* Given records:
>>>

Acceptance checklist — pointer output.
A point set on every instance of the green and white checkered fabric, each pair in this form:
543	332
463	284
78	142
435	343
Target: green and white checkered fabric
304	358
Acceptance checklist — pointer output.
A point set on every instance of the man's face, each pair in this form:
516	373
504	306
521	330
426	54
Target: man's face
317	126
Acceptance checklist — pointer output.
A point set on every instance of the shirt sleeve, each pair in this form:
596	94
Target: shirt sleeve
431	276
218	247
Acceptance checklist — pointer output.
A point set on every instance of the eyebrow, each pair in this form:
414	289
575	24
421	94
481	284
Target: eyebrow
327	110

<<<

* Activity: Each line from the one containing "A point set on every instance of the shirt" to the last line above must be returned exactly, and no line outside that range.

* Exercise solution:
A point set on every instance of the shirt sleeve, each pair in this form:
596	94
Target: shirt sleeve
431	276
218	247
Acceptance checklist — pointer output.
A point set on every instance of the eyebrow, each pair in this form:
414	289
575	24
421	94
481	284
Target: eyebrow
327	110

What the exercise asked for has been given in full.